=== Section Start ===

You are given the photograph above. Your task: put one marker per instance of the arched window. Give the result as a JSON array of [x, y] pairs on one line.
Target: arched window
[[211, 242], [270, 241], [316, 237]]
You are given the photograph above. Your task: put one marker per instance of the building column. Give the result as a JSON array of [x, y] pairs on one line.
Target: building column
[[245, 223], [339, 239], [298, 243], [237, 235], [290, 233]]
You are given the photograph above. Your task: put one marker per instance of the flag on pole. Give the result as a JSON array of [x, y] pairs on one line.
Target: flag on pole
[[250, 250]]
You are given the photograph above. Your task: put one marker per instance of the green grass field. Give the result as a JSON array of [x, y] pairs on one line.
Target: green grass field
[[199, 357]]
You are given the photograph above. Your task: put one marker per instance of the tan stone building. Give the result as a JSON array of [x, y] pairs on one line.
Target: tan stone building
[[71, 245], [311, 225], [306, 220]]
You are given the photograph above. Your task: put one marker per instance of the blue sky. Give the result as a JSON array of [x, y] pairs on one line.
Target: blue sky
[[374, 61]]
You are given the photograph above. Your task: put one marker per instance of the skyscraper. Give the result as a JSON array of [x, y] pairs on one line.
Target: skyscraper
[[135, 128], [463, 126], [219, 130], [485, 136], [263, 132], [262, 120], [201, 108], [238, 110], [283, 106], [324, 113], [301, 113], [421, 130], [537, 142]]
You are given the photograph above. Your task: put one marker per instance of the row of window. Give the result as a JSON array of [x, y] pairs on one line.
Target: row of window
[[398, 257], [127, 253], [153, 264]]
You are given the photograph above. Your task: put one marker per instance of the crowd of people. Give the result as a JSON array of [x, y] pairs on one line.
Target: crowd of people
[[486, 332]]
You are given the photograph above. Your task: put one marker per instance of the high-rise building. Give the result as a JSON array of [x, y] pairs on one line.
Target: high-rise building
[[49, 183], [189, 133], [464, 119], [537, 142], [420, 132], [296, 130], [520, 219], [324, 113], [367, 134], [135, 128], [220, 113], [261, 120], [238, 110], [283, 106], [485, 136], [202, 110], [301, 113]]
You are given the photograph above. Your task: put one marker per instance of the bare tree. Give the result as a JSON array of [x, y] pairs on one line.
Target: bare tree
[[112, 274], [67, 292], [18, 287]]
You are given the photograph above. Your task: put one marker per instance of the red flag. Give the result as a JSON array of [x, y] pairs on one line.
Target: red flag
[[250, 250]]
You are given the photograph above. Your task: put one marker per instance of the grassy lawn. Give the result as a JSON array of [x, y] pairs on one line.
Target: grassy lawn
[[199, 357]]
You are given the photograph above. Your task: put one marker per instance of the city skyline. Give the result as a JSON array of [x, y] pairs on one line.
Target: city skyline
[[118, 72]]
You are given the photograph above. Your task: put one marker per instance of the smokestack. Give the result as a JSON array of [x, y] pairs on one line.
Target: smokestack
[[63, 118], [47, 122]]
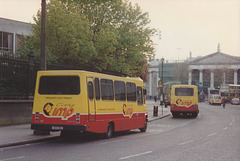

=== Section End ===

- Exercise directions
Out of the data above, transcribe exactly and only the lines starting with the line that has "of the crowd" and going on through the line that has "the red flag.", both included.

- Output for this exercise
You are given the photograph above. Your task: put one marker per instance of the crowd of people. Give the result as a JSON array of [x, y] pairs on one line.
Target: crowd of people
[[486, 332]]
You are given the photograph above. Your task: put one marker per instance of the high-rise building. Give the result as a JSON array of [x, y] pairs on one line.
Target: high-rise building
[[49, 183], [189, 133], [464, 119], [537, 142], [420, 132], [296, 130], [520, 219], [324, 113], [367, 134], [135, 128], [220, 113], [261, 120], [238, 110], [283, 106], [485, 136], [202, 110], [301, 113]]
You are given the photograph above. Your task: put one marker per instance of the bare tree. Give the result as a JSON array of [x, y] pairs on one line.
Target: bare tree
[[112, 274], [67, 292], [18, 287]]
You are given the photograph above. Your task: put one marker per instance of the red flag. Give the result as a JSON array of [x, y] pairs on one line.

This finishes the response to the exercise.